(Listed records):

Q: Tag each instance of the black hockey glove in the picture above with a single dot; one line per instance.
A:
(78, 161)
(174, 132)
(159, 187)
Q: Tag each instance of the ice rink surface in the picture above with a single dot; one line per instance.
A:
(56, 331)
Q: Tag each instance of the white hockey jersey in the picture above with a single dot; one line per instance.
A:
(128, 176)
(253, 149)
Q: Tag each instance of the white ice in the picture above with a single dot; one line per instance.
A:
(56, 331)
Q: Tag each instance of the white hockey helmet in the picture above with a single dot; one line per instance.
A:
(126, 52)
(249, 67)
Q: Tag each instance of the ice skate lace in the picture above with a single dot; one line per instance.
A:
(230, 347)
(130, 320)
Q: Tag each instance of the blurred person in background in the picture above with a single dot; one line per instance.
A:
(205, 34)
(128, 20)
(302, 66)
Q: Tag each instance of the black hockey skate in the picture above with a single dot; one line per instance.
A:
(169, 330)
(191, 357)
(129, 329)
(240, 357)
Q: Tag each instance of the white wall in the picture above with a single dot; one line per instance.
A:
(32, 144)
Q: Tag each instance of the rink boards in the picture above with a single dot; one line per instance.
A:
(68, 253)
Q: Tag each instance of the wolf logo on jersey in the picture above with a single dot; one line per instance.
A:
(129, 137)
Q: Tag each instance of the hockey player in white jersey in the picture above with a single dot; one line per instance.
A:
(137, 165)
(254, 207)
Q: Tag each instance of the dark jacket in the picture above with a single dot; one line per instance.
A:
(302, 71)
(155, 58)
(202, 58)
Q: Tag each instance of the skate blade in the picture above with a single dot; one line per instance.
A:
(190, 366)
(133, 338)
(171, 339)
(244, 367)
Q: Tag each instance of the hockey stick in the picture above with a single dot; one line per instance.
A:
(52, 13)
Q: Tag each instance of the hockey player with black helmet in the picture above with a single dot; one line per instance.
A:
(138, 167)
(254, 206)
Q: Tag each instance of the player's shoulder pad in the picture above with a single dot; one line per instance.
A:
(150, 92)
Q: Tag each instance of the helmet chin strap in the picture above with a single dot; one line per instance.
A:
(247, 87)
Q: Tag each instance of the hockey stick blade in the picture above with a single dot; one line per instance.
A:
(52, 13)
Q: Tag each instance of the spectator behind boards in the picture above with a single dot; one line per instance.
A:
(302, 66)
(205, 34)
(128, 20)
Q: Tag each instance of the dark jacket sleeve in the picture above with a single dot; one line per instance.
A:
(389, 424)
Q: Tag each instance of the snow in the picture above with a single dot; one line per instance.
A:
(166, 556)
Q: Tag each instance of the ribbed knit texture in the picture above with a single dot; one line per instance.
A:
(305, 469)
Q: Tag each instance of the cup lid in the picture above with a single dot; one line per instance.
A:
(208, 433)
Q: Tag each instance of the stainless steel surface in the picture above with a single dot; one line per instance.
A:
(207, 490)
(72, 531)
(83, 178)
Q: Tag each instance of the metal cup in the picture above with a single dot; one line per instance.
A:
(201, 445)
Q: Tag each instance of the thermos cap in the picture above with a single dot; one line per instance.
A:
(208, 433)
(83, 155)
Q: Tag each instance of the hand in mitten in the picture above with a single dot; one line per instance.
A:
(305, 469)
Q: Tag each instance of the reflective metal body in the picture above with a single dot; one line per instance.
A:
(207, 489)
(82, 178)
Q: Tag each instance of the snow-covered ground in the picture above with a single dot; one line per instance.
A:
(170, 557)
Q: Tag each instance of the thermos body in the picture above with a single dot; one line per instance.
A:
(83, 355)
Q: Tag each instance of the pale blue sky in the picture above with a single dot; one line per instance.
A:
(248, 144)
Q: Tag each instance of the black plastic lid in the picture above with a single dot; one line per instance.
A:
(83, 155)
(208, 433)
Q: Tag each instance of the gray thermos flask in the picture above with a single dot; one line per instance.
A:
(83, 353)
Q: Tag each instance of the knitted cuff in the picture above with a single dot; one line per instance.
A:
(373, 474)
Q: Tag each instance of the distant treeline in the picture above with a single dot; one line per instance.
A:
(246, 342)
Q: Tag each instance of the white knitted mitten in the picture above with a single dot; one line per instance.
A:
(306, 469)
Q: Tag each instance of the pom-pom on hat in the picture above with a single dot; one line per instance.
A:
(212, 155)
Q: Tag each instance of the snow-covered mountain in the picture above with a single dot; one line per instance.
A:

(What is expected): Copy out the entries from the material above, matching each one exactly.

(Solution):
Q: Tag each instance of the black hockey glove in the picture above with a single dot; one line per instance.
A:
(78, 161)
(174, 132)
(159, 187)
Q: Tag each instance of the ice rink surface in the picture above with a single dot; one line per instance.
A:
(56, 331)
Q: Tag each instance of the white hockey jersey in the picture above with a single dot; one line per instance.
A:
(128, 176)
(253, 149)
Q: Tag each instance of the white ice in the picture above with a single dot; one line per instance.
A:
(56, 331)
Q: Tag each instance of the white hockey helmet in the picture above with a single dot; one line per instance.
A:
(126, 52)
(249, 67)
Q: Tag each instance of the ice skate lace in the picture above with a single dot; one line per instance.
A:
(230, 347)
(130, 320)
Q: Tag each instance of the blurred person in background in the picture above with a single dot; one line per instance.
A:
(205, 34)
(128, 20)
(302, 66)
Q: Tag each instance of the black hockey skate in the picture above with a single dot; one line per instance.
A:
(169, 330)
(191, 357)
(129, 329)
(240, 357)
Q: Tag each instance of the white wall in the picture above with a single dot; one line per instance.
A:
(32, 144)
Q: Tag each instance of the rink boards in the picture above with a single dot; one line per instance.
A:
(68, 253)
Q: Tag each instance of the wolf logo on jersey in the picture above with a single dot; one line per instance.
A:
(129, 137)
Q: Tag each instance of the hockey player in white jersey in the picture above with a single dot; one line per instance.
A:
(137, 165)
(254, 207)
Q: Tag each instance of the dark jacket in the picture above with a single dot; one line per instance.
A:
(302, 71)
(155, 58)
(202, 58)
Q: Tag each instance of the skate blade in the picture above with a single dot; one line per instance.
A:
(190, 366)
(133, 338)
(171, 339)
(244, 367)
Q: Tag each instance of the hockey stick in the picture above with a single dot; one line per instance.
A:
(52, 13)
Q: Tag each instance of the hockey player with black helmet in the picture above with a single dot; one line per instance.
A:
(138, 167)
(254, 206)
Q: Tag each instance of the player's shoulder pad in the picture above with a single dot; one line per instance.
A:
(150, 92)
Q: Tag each instance of the helmet chin strap in the picture above with a single dot; one line per instance.
A:
(247, 87)
Q: Tag each instance of the hockey stick blade in the picture above with a single dot; one line per instance.
A:
(52, 13)
Q: Tag each instance of the spectator behind boards in the picture above with a single dot; one line per instance.
A:
(302, 66)
(205, 34)
(128, 20)
Q: Tag each instance of the dark jacket sleeve in the picture above with a single dot; one line per instance.
A:
(389, 424)
Q: Tag each instance of the snow in the picture above with a single dot; one line per instance.
A:
(166, 556)
Q: Tag each instance of the ribbed knit texture in the picture above with a single dot; one line per instance.
A:
(305, 469)
Q: Tag each instance of the cup lid in the picture above with a single dot; one line per instance.
A:
(208, 433)
Q: Tag each instance of the stainless steel surface in the picture above with a single dot; one line per instance.
A:
(207, 490)
(72, 531)
(83, 178)
Q: Tag each instance of the metal cup in the picture above with a single dot; one line per instance.
A:
(201, 445)
Q: Tag each instance of the thermos cap in the picture above with a single dot; one line per instance.
A:
(208, 433)
(83, 155)
Q: Tag each instance of the hand in mitten in the picture above with a single dot; one line per instance.
A:
(305, 469)
Q: Tag each instance of the reflective metal body in the picture above with a single dot; one line per instance.
A:
(207, 489)
(82, 178)
Q: Tag each instance of the snow-covered ground in the picture above with a single dot; one line per instance.
A:
(170, 557)
Q: Tag each instance of the thermos body in the picture above with a single dot; one line per instance.
A:
(83, 355)
Q: Tag each instance of the pale blue sky in the picture above with a single dot; one line per instance.
A:
(248, 144)
Q: Tag each instance of the black plastic lid in the picture above with a single dot; one line per instance.
A:
(83, 155)
(208, 433)
Q: Tag each instance of the gray thermos flask in the picture above with a single dot; one line per instance.
A:
(83, 353)
Q: Tag each instance of the knitted cuff in the picture above with a single dot; one line per instance.
A:
(373, 474)
Q: Tag each instance of the distant treeline in the picture above with a single dot; one line per instance.
A:
(246, 342)
Q: Tag each instance of the white knitted mitten in the picture above with a single dot; one line per instance.
A:
(306, 469)
Q: Tag each instance of the pom-pom on hat in the picture above with a single dot; one line per instance.
A:
(212, 155)
Q: Tag each instance of the snow-covered mountain in the picture above with a single dot; one line per instance.
A:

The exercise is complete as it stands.